Entries from a pointing dataset:
— Start —

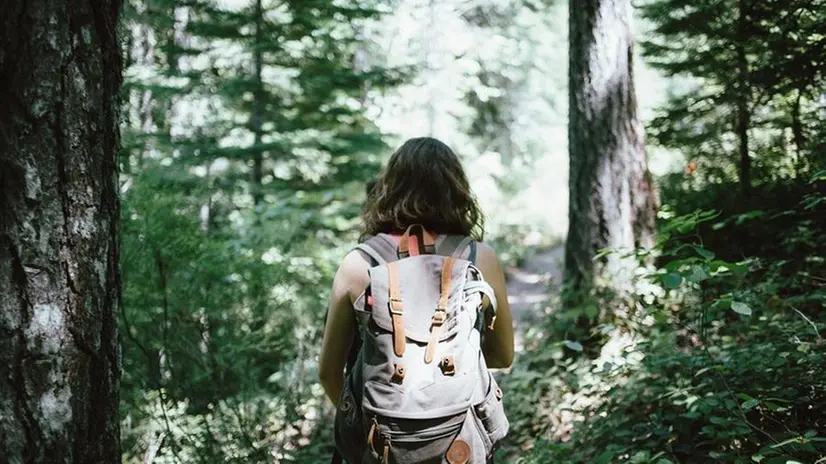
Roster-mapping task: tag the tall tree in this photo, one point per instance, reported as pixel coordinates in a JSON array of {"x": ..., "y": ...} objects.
[
  {"x": 60, "y": 73},
  {"x": 612, "y": 202}
]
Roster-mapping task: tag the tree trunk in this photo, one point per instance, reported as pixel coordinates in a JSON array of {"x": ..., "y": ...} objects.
[
  {"x": 60, "y": 73},
  {"x": 258, "y": 106},
  {"x": 743, "y": 98},
  {"x": 612, "y": 201}
]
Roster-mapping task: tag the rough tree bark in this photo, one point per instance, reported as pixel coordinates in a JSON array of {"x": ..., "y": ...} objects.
[
  {"x": 743, "y": 95},
  {"x": 612, "y": 201},
  {"x": 60, "y": 73},
  {"x": 258, "y": 106}
]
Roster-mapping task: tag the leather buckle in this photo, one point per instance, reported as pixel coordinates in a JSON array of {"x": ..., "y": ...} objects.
[
  {"x": 398, "y": 373},
  {"x": 395, "y": 306},
  {"x": 448, "y": 365},
  {"x": 438, "y": 317}
]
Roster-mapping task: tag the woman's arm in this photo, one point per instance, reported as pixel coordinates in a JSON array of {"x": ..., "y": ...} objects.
[
  {"x": 498, "y": 343},
  {"x": 341, "y": 324}
]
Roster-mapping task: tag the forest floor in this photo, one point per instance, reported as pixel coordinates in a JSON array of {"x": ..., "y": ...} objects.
[{"x": 532, "y": 287}]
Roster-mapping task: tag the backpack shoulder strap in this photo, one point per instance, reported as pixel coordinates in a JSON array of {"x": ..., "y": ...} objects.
[
  {"x": 380, "y": 248},
  {"x": 456, "y": 245}
]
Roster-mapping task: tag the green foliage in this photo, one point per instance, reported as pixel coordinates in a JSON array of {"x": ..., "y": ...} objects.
[
  {"x": 766, "y": 56},
  {"x": 720, "y": 361},
  {"x": 245, "y": 147}
]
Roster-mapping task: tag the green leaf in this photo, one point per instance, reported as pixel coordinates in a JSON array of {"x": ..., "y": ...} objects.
[
  {"x": 672, "y": 280},
  {"x": 571, "y": 345},
  {"x": 604, "y": 458},
  {"x": 750, "y": 404},
  {"x": 698, "y": 274},
  {"x": 707, "y": 254},
  {"x": 741, "y": 308}
]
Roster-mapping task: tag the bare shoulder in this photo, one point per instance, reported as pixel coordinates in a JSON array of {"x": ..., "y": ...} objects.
[
  {"x": 486, "y": 256},
  {"x": 352, "y": 274}
]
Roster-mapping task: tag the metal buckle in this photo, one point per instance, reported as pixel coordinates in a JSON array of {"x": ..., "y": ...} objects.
[{"x": 395, "y": 306}]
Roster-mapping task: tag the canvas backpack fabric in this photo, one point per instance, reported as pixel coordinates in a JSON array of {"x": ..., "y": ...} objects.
[{"x": 419, "y": 390}]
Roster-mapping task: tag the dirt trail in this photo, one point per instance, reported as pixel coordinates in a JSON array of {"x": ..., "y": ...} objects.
[{"x": 532, "y": 285}]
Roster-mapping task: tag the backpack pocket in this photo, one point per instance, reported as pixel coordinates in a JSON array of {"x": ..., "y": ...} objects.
[
  {"x": 490, "y": 415},
  {"x": 348, "y": 426},
  {"x": 414, "y": 441}
]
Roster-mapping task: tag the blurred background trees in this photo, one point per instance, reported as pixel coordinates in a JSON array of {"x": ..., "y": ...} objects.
[{"x": 251, "y": 126}]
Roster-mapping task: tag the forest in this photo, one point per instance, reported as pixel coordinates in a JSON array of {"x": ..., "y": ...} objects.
[{"x": 181, "y": 179}]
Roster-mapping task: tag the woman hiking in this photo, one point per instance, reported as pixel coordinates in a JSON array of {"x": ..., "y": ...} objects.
[{"x": 426, "y": 301}]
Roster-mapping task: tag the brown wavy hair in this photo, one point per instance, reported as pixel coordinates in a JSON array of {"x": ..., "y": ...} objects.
[{"x": 423, "y": 183}]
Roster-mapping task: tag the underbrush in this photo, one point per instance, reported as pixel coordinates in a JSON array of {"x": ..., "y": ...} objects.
[{"x": 720, "y": 360}]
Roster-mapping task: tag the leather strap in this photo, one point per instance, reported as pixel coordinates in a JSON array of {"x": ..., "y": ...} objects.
[
  {"x": 458, "y": 453},
  {"x": 440, "y": 314},
  {"x": 371, "y": 252},
  {"x": 427, "y": 239},
  {"x": 396, "y": 308}
]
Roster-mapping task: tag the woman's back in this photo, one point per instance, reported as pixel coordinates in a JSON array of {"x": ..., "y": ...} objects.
[{"x": 395, "y": 284}]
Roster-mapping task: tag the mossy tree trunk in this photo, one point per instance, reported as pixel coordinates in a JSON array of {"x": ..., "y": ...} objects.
[
  {"x": 60, "y": 74},
  {"x": 612, "y": 200}
]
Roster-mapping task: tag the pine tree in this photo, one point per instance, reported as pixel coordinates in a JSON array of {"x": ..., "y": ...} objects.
[
  {"x": 60, "y": 69},
  {"x": 756, "y": 65},
  {"x": 612, "y": 200}
]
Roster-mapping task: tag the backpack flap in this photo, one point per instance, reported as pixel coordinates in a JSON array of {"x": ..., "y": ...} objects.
[{"x": 419, "y": 280}]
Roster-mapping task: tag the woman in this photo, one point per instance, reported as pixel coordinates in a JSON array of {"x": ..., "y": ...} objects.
[{"x": 423, "y": 183}]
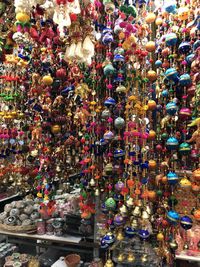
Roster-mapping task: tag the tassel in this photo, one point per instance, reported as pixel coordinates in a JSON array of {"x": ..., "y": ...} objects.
[
  {"x": 78, "y": 51},
  {"x": 88, "y": 46},
  {"x": 66, "y": 53},
  {"x": 72, "y": 51}
]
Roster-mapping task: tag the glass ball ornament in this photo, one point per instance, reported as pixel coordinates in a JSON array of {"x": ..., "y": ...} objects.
[
  {"x": 171, "y": 39},
  {"x": 108, "y": 135},
  {"x": 185, "y": 113},
  {"x": 172, "y": 143},
  {"x": 173, "y": 217},
  {"x": 143, "y": 234},
  {"x": 110, "y": 204},
  {"x": 172, "y": 75},
  {"x": 109, "y": 238},
  {"x": 110, "y": 102},
  {"x": 172, "y": 178},
  {"x": 184, "y": 48},
  {"x": 109, "y": 70},
  {"x": 171, "y": 108},
  {"x": 186, "y": 222},
  {"x": 185, "y": 80},
  {"x": 104, "y": 244},
  {"x": 184, "y": 148},
  {"x": 119, "y": 123},
  {"x": 130, "y": 231},
  {"x": 118, "y": 220}
]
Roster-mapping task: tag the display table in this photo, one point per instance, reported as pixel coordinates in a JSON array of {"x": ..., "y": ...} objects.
[
  {"x": 65, "y": 243},
  {"x": 188, "y": 258}
]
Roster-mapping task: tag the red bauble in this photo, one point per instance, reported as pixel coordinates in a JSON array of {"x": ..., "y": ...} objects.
[
  {"x": 73, "y": 17},
  {"x": 61, "y": 73},
  {"x": 61, "y": 2}
]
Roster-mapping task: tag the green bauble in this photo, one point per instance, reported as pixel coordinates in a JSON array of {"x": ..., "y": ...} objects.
[{"x": 110, "y": 203}]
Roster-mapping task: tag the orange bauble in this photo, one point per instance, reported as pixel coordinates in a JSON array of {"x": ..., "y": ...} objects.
[
  {"x": 152, "y": 195},
  {"x": 55, "y": 129},
  {"x": 150, "y": 46},
  {"x": 164, "y": 179},
  {"x": 152, "y": 135},
  {"x": 152, "y": 164},
  {"x": 159, "y": 21},
  {"x": 152, "y": 75},
  {"x": 150, "y": 18},
  {"x": 151, "y": 104},
  {"x": 195, "y": 187},
  {"x": 196, "y": 174},
  {"x": 197, "y": 214},
  {"x": 47, "y": 80}
]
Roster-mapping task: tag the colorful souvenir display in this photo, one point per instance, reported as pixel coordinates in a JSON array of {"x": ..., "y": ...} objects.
[{"x": 109, "y": 91}]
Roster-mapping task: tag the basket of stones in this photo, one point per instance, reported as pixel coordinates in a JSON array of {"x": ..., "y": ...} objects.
[{"x": 19, "y": 216}]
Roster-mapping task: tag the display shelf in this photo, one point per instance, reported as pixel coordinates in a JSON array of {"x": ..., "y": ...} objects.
[
  {"x": 66, "y": 239},
  {"x": 10, "y": 197},
  {"x": 188, "y": 258}
]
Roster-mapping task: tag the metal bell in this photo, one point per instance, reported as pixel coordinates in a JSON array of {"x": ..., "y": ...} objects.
[{"x": 137, "y": 211}]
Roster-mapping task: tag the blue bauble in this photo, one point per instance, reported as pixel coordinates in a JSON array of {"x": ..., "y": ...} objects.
[
  {"x": 172, "y": 143},
  {"x": 190, "y": 58},
  {"x": 104, "y": 245},
  {"x": 173, "y": 217},
  {"x": 119, "y": 153},
  {"x": 108, "y": 135},
  {"x": 165, "y": 93},
  {"x": 184, "y": 148},
  {"x": 172, "y": 75},
  {"x": 196, "y": 44},
  {"x": 119, "y": 51},
  {"x": 185, "y": 79},
  {"x": 172, "y": 178},
  {"x": 144, "y": 234},
  {"x": 118, "y": 220},
  {"x": 104, "y": 208},
  {"x": 130, "y": 231},
  {"x": 109, "y": 238},
  {"x": 171, "y": 39},
  {"x": 186, "y": 222},
  {"x": 110, "y": 102},
  {"x": 170, "y": 6},
  {"x": 119, "y": 58},
  {"x": 109, "y": 70},
  {"x": 184, "y": 48},
  {"x": 158, "y": 63},
  {"x": 171, "y": 108}
]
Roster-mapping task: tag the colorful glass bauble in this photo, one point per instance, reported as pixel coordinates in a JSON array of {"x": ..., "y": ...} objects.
[
  {"x": 173, "y": 217},
  {"x": 110, "y": 102},
  {"x": 196, "y": 174},
  {"x": 185, "y": 79},
  {"x": 184, "y": 47},
  {"x": 184, "y": 149},
  {"x": 143, "y": 234},
  {"x": 150, "y": 46},
  {"x": 171, "y": 108},
  {"x": 185, "y": 183},
  {"x": 119, "y": 123},
  {"x": 185, "y": 113},
  {"x": 186, "y": 222},
  {"x": 171, "y": 39},
  {"x": 172, "y": 178},
  {"x": 109, "y": 238},
  {"x": 172, "y": 143},
  {"x": 152, "y": 75},
  {"x": 130, "y": 231},
  {"x": 110, "y": 203},
  {"x": 172, "y": 75},
  {"x": 118, "y": 220}
]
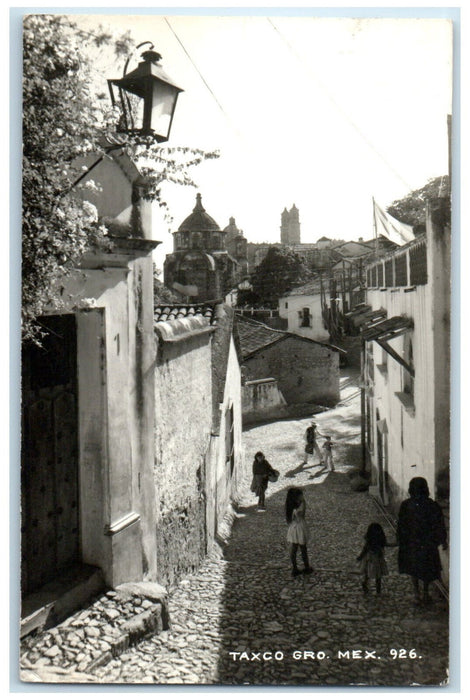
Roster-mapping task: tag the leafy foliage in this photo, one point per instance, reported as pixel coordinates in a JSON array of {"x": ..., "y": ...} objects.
[
  {"x": 65, "y": 116},
  {"x": 280, "y": 271},
  {"x": 412, "y": 208}
]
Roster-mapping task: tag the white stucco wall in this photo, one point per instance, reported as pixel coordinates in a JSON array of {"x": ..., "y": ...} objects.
[
  {"x": 411, "y": 433},
  {"x": 289, "y": 307}
]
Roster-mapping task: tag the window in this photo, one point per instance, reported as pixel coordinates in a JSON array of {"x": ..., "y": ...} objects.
[
  {"x": 407, "y": 377},
  {"x": 229, "y": 439},
  {"x": 370, "y": 361},
  {"x": 305, "y": 318}
]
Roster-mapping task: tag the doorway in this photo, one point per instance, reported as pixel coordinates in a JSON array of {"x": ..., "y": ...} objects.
[{"x": 49, "y": 455}]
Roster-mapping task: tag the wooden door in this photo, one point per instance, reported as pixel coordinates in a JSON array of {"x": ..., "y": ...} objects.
[{"x": 50, "y": 534}]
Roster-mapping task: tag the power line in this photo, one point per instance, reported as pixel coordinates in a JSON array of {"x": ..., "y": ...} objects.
[
  {"x": 193, "y": 63},
  {"x": 338, "y": 106}
]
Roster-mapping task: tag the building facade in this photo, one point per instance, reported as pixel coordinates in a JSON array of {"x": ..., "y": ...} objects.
[
  {"x": 290, "y": 226},
  {"x": 302, "y": 309},
  {"x": 88, "y": 408},
  {"x": 198, "y": 453},
  {"x": 306, "y": 371},
  {"x": 405, "y": 327}
]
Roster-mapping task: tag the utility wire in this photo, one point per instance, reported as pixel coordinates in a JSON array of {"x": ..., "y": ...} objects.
[
  {"x": 338, "y": 106},
  {"x": 193, "y": 63}
]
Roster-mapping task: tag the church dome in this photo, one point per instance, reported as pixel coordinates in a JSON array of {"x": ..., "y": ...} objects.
[{"x": 199, "y": 220}]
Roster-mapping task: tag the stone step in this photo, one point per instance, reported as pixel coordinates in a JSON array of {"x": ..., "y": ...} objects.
[{"x": 58, "y": 599}]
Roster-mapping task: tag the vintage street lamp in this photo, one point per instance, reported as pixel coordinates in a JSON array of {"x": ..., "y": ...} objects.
[{"x": 147, "y": 97}]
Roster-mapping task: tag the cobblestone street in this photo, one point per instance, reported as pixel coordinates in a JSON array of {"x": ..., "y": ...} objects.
[
  {"x": 318, "y": 629},
  {"x": 246, "y": 601}
]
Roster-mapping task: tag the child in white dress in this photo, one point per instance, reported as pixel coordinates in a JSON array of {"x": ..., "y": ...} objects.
[{"x": 297, "y": 534}]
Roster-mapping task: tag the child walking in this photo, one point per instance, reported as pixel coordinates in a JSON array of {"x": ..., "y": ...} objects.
[
  {"x": 297, "y": 534},
  {"x": 372, "y": 561},
  {"x": 327, "y": 456}
]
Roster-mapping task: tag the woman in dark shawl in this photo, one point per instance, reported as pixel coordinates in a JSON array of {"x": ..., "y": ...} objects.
[
  {"x": 421, "y": 530},
  {"x": 261, "y": 472}
]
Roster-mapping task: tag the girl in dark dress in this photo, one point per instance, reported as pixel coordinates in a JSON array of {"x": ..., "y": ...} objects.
[
  {"x": 420, "y": 531},
  {"x": 372, "y": 560}
]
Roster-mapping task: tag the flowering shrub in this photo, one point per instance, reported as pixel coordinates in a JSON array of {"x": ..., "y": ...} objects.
[{"x": 64, "y": 119}]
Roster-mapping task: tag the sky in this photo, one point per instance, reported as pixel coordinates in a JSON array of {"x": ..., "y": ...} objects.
[{"x": 323, "y": 113}]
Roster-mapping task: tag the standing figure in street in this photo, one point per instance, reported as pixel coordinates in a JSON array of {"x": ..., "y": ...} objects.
[
  {"x": 297, "y": 534},
  {"x": 421, "y": 529},
  {"x": 311, "y": 445},
  {"x": 372, "y": 560},
  {"x": 327, "y": 456},
  {"x": 261, "y": 472}
]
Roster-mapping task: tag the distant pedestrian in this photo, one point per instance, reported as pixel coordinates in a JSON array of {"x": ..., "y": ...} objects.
[
  {"x": 372, "y": 560},
  {"x": 297, "y": 534},
  {"x": 327, "y": 455},
  {"x": 421, "y": 529},
  {"x": 262, "y": 470},
  {"x": 311, "y": 445}
]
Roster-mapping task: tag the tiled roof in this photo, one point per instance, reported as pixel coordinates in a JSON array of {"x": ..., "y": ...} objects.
[
  {"x": 312, "y": 287},
  {"x": 171, "y": 312},
  {"x": 254, "y": 336},
  {"x": 199, "y": 219}
]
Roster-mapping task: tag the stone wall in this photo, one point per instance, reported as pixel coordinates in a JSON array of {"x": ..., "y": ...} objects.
[
  {"x": 306, "y": 372},
  {"x": 261, "y": 398},
  {"x": 183, "y": 409}
]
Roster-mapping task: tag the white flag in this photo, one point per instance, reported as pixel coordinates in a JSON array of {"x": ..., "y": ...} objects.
[{"x": 386, "y": 225}]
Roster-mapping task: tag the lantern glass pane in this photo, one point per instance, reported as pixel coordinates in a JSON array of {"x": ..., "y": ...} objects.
[{"x": 163, "y": 102}]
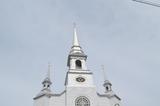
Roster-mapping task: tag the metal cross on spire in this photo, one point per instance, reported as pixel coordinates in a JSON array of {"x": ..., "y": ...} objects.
[{"x": 148, "y": 2}]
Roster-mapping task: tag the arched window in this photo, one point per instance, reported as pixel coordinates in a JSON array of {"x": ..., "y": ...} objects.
[
  {"x": 82, "y": 101},
  {"x": 78, "y": 64}
]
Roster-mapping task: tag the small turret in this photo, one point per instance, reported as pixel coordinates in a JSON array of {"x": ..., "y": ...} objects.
[{"x": 107, "y": 84}]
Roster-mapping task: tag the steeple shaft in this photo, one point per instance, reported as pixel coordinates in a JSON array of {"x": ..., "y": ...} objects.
[{"x": 75, "y": 38}]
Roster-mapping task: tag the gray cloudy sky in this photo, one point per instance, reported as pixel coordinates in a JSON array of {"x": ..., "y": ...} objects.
[{"x": 121, "y": 34}]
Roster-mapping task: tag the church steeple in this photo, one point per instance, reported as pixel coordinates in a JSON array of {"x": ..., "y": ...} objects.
[
  {"x": 78, "y": 74},
  {"x": 76, "y": 57},
  {"x": 47, "y": 82},
  {"x": 75, "y": 38}
]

— End —

== Written exercise ==
Take the lines from the one containing "Roster-mapping task: tag the tiled" through the final line of the listing above and print them exactly, including both ends but no pictures.

== Result ==
Roster-mapping task: tag the tiled roof in this photo, one point per instance, reported as pixel coordinates in a JSON array of {"x": ..., "y": ...} objects.
[
  {"x": 312, "y": 287},
  {"x": 171, "y": 312},
  {"x": 254, "y": 336},
  {"x": 199, "y": 219}
]
Roster-mapping task: tag the stone wall in this photo, one point per instance, reported as pixel coordinates in a JSON array of {"x": ..., "y": ...} objects.
[
  {"x": 306, "y": 372},
  {"x": 261, "y": 398},
  {"x": 183, "y": 409}
]
Roster-mapping task: tag the white flag in this photo, one point per instance, reported as pixel coordinates in a JSON array of {"x": ..., "y": ...} objects.
[{"x": 386, "y": 225}]
Roster-mapping task: tag the lantern glass pane in this photo, one point per instance, reported as pixel coordinates in a JSON array of {"x": ..., "y": ...} objects.
[{"x": 163, "y": 102}]
Roster-mapping task: tag the metal cross on spire in this photo, one point per instance, reported as pixel coordinates in a JSON array of {"x": ..., "y": ...} objects.
[{"x": 148, "y": 2}]
Roster-mapping task: tag the arched window in this photo, one point per instance, reported as pixel coordinates in a JSON array of {"x": ..., "y": ...} objects.
[
  {"x": 82, "y": 101},
  {"x": 78, "y": 64}
]
Roster-mapping task: tag the small turret in this photo, one point per instance, reported as pixel coordinates in a JSON array of {"x": ..., "y": ...} objects.
[{"x": 107, "y": 84}]
Roster-mapping task: tag the steeple shaft in this photo, one point per instance, reported as pixel coordinates in a JSON array of {"x": ..., "y": ...} objects.
[{"x": 75, "y": 38}]
Roster-mapping task: tag the gray cloudy sky in this photo, one point per instance, reported as pixel coordinates in a JSON array of {"x": ..., "y": ...} objects.
[{"x": 121, "y": 34}]
Roster-mapping task: tag the church steeple in this photo, one point per instance, reported as pixel coordinates in a JSON array of {"x": ..., "y": ...} objects.
[
  {"x": 78, "y": 74},
  {"x": 76, "y": 57},
  {"x": 47, "y": 82},
  {"x": 75, "y": 38}
]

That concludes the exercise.